==== MATERIALS PROVIDED

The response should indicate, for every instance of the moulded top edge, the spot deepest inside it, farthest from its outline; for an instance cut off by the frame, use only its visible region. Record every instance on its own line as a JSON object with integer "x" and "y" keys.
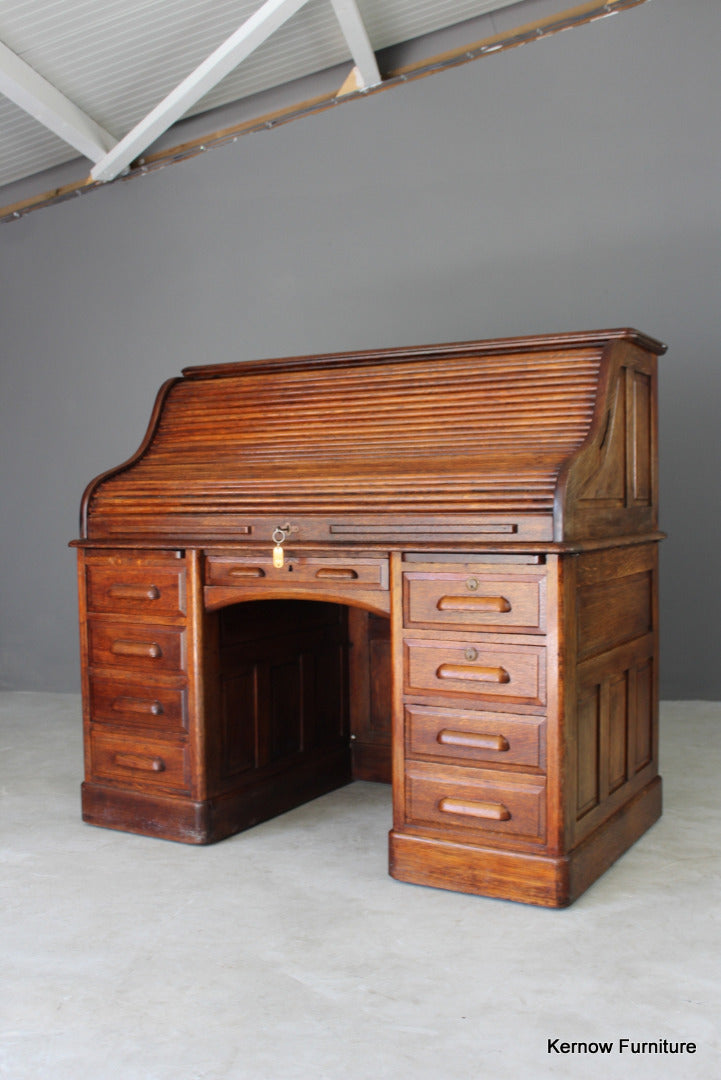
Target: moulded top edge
{"x": 541, "y": 342}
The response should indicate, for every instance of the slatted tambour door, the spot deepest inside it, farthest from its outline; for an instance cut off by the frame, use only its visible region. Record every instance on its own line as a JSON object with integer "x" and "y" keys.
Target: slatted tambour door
{"x": 475, "y": 434}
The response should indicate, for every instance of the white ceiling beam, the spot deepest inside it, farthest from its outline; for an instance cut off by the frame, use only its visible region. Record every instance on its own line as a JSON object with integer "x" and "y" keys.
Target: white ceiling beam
{"x": 354, "y": 31}
{"x": 253, "y": 32}
{"x": 33, "y": 94}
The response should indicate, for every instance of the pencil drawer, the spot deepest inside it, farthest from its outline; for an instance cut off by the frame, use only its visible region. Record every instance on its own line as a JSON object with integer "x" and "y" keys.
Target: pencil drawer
{"x": 476, "y": 669}
{"x": 138, "y": 704}
{"x": 307, "y": 570}
{"x": 495, "y": 739}
{"x": 146, "y": 764}
{"x": 479, "y": 800}
{"x": 475, "y": 599}
{"x": 135, "y": 646}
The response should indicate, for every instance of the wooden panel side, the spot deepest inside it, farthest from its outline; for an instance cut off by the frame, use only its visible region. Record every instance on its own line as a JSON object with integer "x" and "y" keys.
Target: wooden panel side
{"x": 612, "y": 720}
{"x": 610, "y": 486}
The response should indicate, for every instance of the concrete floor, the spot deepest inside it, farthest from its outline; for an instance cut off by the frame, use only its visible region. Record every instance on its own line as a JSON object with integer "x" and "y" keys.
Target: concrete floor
{"x": 287, "y": 953}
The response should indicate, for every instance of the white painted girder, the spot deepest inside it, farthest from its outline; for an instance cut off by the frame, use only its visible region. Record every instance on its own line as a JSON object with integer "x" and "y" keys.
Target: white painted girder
{"x": 32, "y": 93}
{"x": 253, "y": 32}
{"x": 354, "y": 31}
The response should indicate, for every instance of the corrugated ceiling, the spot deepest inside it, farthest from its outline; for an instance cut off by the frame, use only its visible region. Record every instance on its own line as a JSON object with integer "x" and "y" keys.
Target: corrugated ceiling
{"x": 118, "y": 58}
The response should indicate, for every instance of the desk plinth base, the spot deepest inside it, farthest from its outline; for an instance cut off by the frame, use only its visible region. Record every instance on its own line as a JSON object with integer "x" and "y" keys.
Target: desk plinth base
{"x": 173, "y": 818}
{"x": 529, "y": 878}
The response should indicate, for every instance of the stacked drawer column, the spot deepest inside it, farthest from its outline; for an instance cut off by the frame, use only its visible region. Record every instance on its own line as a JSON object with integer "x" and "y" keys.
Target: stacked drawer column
{"x": 138, "y": 758}
{"x": 473, "y": 800}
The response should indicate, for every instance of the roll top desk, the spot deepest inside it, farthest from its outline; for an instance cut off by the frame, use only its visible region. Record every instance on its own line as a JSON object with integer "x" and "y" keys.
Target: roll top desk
{"x": 433, "y": 565}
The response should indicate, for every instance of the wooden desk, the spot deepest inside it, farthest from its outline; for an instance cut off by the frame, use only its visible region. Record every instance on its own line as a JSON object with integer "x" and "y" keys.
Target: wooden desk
{"x": 464, "y": 601}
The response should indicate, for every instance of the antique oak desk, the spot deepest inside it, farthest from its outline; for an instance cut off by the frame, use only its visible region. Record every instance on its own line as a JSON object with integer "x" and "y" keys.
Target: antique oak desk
{"x": 433, "y": 564}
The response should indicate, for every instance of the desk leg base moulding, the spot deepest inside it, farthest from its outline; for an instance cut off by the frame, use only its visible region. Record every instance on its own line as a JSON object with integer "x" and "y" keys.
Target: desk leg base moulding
{"x": 513, "y": 875}
{"x": 433, "y": 566}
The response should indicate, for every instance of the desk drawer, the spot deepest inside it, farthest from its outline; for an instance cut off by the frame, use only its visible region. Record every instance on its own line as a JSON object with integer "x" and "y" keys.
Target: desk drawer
{"x": 471, "y": 737}
{"x": 138, "y": 704}
{"x": 146, "y": 764}
{"x": 475, "y": 599}
{"x": 298, "y": 569}
{"x": 144, "y": 590}
{"x": 474, "y": 799}
{"x": 477, "y": 669}
{"x": 135, "y": 646}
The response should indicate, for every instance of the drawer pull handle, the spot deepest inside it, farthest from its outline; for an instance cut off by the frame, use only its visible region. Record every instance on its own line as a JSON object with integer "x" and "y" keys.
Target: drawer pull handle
{"x": 472, "y": 740}
{"x": 474, "y": 604}
{"x": 122, "y": 592}
{"x": 140, "y": 761}
{"x": 149, "y": 650}
{"x": 474, "y": 674}
{"x": 137, "y": 705}
{"x": 491, "y": 811}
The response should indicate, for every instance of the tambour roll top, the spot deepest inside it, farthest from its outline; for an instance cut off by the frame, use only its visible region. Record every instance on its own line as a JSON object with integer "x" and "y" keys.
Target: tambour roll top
{"x": 517, "y": 440}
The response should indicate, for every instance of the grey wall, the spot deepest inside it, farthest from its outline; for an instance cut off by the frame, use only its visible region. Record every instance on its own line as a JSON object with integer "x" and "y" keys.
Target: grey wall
{"x": 568, "y": 185}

========

Above are the records; reproduce them exactly and leave out the pictures.

The response should indicate, for every instance of the moulded top edge, the spot deepest inside it, farthest from its outline; for an instance cut off by the frame, use only its visible region. Record every instance on its own line as a JSON object with integer "x" and "y" keys.
Target: moulded top edge
{"x": 541, "y": 342}
The response should indicate, for every instance of the slatted tambour door, the spot deepest inside it, farthest from its outline; for an instance cut off by the frame, use only its visible region. Record every instance on its own line as a JSON object with integer "x" and "y" keys.
Target: slatted tambour door
{"x": 475, "y": 434}
The response should indicate, for every instance of the white ceiling beam, the spot deepest inside it, farthest from its outline; for an instance cut off by the frame, use only its visible region. Record every instance on its own line as a JSON object with integer "x" and "y" keys.
Target: white ceiling beam
{"x": 354, "y": 31}
{"x": 253, "y": 32}
{"x": 33, "y": 94}
The response should indicate, for every instance of the pencil drawer, the spot deepest inside it, farthest from its outline; for an instance cut off by the frame, use only its visible region. Record every instance on its own line as a JSON object with integer "x" and "y" keys.
Target: pencil drawer
{"x": 476, "y": 669}
{"x": 138, "y": 704}
{"x": 307, "y": 570}
{"x": 495, "y": 739}
{"x": 146, "y": 764}
{"x": 479, "y": 800}
{"x": 475, "y": 599}
{"x": 135, "y": 646}
The response should indicate, for every instance of the wooden panel side, the spot deepest inside it, farthest from its outline; for an instance cut off by the frame, use only its visible region. Record every instance on its own line as a JSON object with integer "x" and "y" keys.
Target: wooden panel side
{"x": 612, "y": 720}
{"x": 610, "y": 486}
The response should indicate, for every instance of the concrete floor, the spot deepest inside it, farthest from its outline; for an instance cut off by the frame, use only its visible region. Record every instance on its own line as a JSON object with integer "x" and "y" keys.
Target: concrete floor
{"x": 287, "y": 953}
The response should indicate, for every instance of the white painted girder, the spot deepest inside it, farthest from its outline; for an instance cut off by the frame, use only its visible region. Record every instance on its own line as a JSON object with integer "x" and "y" keys.
Target: white painted girder
{"x": 32, "y": 93}
{"x": 253, "y": 32}
{"x": 354, "y": 31}
The response should indicate, for every instance of the corrugated ceiling, the spot deepest inside it, farthest from its outline; for an instance cut off by the frame, use only its visible region. Record every instance on its own line as a JSON object with integer "x" and "y" keys.
Target: corrugated ceiling
{"x": 118, "y": 58}
The response should indicate, for every instance of the desk plinth base, the spot deepest inside it, farthest from its outline; for an instance cut off by the frame, use only its visible region. Record every instance on its own line as a JSON object with integer "x" and "y" keys.
Target: desk plinth base
{"x": 173, "y": 818}
{"x": 529, "y": 878}
The response should indicate, for every instance of the stacked drawer column, the spot deepest inside it, farthest from its outline; for an instance cut off by the frame, use only its visible region. Record every instance on its own line as a JSON object with integer "x" and "y" keys.
Target: stacked drawer column
{"x": 138, "y": 758}
{"x": 473, "y": 800}
The response should indicate, for every instance of the roll top desk, the spot deepest inside it, farthest from its outline; for an instance cut off by the frame, use only its visible region. Record every instance on its own line as a JSON object with integer "x" and "y" keys.
Target: roll top desk
{"x": 433, "y": 565}
The response should indicate, for every instance of the wooden desk, the spot deepest inside it, farthest from its outline; for an instance cut off by the frame, use only its visible region. Record every instance on its own line as a JSON object with integer "x" and "y" keys.
Target: wooden desk
{"x": 464, "y": 601}
The response should indicate, for every instance of the antique oak desk, the spot deepest inside it, farthest from its outline; for an instance cut off by the frame, use only its visible region. Record every instance on its own line as a JSON object with integer "x" and "y" keys.
Target: antique oak desk
{"x": 433, "y": 564}
The response should indicate, for every instance of the desk leg base moulding, the spot deepest inside it, farthest from its outline; for an instance cut off by the frame, use only its visible region. Record every instance on its own line as a JSON object with integer "x" and "y" keys.
Target: desk leg base moulding
{"x": 513, "y": 875}
{"x": 433, "y": 566}
The response should indicate, for every instance of the desk drawer, the spot deepest inside it, farthest from its outline; for an instance cut off by the frame, use only its visible region. Record every instance on its own line as a JSON object with integer "x" and "y" keys.
Target: desk drawer
{"x": 471, "y": 737}
{"x": 138, "y": 704}
{"x": 146, "y": 764}
{"x": 475, "y": 599}
{"x": 298, "y": 569}
{"x": 144, "y": 590}
{"x": 474, "y": 799}
{"x": 477, "y": 669}
{"x": 135, "y": 646}
The response should indicate, for every instance of the drawer pull handle, the spot deepest inside it, farthest from its outline; for an instance cut off by the frame, use only its visible region. Record every instance on its own line as a JSON object with integer "x" and "y" keys.
Target: drawer pull handle
{"x": 472, "y": 740}
{"x": 474, "y": 604}
{"x": 122, "y": 592}
{"x": 140, "y": 761}
{"x": 149, "y": 650}
{"x": 474, "y": 674}
{"x": 137, "y": 705}
{"x": 491, "y": 811}
The response should indicate, for every instance of the tambour roll top, the spot deepest inside it, farthest from its outline; for an instance cut off by the frame, use only its visible region. Record every instance on its own line as a JSON object with integer "x" and "y" keys.
Target: tambour roll top
{"x": 517, "y": 440}
The response should indicate, for every instance of the grey wall, the spot deepest inside it, farthest from its outline; for an instance cut off by the frame, use only its visible region. Record every instance on its own line as a JSON object with integer "x" and "y" keys.
Target: grey wall
{"x": 568, "y": 185}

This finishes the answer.